ASSIGNMENT – Your reply should hold exactly the lines from the one that contains "Keypoint placement for each instance of the thin" through the end of the data. Repeat them word for word.

-------- RECORD SET

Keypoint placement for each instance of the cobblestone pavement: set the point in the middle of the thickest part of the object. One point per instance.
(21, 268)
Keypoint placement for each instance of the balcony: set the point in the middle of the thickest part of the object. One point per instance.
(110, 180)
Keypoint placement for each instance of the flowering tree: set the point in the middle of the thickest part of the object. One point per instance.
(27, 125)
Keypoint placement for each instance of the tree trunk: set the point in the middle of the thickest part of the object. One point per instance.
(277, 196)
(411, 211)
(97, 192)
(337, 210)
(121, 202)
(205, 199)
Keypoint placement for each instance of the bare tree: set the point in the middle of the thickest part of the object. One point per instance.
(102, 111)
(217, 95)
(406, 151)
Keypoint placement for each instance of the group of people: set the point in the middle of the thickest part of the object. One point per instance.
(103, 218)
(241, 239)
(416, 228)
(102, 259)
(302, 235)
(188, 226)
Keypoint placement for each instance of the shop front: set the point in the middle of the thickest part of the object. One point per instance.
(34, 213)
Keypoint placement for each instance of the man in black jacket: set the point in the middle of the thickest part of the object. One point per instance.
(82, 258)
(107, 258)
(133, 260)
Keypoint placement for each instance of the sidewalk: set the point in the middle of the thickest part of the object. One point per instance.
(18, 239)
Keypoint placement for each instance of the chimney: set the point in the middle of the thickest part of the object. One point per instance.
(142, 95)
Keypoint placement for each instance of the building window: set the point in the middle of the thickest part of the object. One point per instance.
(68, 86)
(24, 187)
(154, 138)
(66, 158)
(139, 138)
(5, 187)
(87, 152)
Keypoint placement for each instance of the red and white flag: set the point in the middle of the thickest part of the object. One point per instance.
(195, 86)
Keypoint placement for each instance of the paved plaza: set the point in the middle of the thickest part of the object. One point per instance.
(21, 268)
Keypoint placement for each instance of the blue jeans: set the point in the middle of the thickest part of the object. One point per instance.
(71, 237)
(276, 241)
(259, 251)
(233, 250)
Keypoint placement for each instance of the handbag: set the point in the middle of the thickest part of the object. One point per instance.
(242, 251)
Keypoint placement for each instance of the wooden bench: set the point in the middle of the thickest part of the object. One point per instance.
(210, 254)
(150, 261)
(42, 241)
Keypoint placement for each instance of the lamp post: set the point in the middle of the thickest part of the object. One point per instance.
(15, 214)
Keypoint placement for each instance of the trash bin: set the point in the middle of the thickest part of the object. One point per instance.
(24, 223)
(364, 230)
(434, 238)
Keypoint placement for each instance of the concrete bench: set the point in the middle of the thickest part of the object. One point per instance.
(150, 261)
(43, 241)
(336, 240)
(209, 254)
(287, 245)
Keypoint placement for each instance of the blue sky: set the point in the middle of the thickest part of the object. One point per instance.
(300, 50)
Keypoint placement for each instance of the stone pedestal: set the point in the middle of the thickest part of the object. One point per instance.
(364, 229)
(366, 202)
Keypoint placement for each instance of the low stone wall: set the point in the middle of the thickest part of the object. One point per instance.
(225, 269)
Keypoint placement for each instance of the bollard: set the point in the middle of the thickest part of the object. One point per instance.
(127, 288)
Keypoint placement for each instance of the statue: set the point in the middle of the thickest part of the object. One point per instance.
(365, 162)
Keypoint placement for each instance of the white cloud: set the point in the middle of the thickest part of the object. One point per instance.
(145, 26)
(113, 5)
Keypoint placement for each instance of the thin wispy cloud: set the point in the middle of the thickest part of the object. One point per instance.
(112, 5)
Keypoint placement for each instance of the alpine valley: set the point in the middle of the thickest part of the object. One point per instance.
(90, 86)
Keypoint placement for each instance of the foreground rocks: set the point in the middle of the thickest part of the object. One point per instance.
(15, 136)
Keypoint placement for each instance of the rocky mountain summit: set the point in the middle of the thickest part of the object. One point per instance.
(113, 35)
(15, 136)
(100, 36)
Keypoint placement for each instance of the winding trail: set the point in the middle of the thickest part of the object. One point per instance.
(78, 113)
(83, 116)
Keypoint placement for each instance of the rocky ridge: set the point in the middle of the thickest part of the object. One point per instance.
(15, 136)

----------------

RESPONSE BELOW –
Keypoint placement for each instance of the thin wispy cloud: set the point in the middle of the thickest part of the object. One point per instance.
(112, 5)
Keypoint placement for each instance of the alpine valley: set the point in the middle of the thickest part of the object. One point per instance.
(90, 86)
Keypoint placement for each instance of the foreground rocks: set the point in the middle of the thickest part of the object. One point per instance.
(15, 136)
Keypoint placement for each instance of the rocky mountain summit: set the point in the middle of the thickest part of the object. One point per instance.
(113, 35)
(15, 136)
(100, 36)
Keypoint placement for each instance of the winding trail: set the point in the middle of the thickest part of the object. One point per instance.
(78, 113)
(83, 116)
Keypoint placement for each instance of the rocky ridge: set the point in the middle of the thickest part of the object. One point per instance.
(15, 136)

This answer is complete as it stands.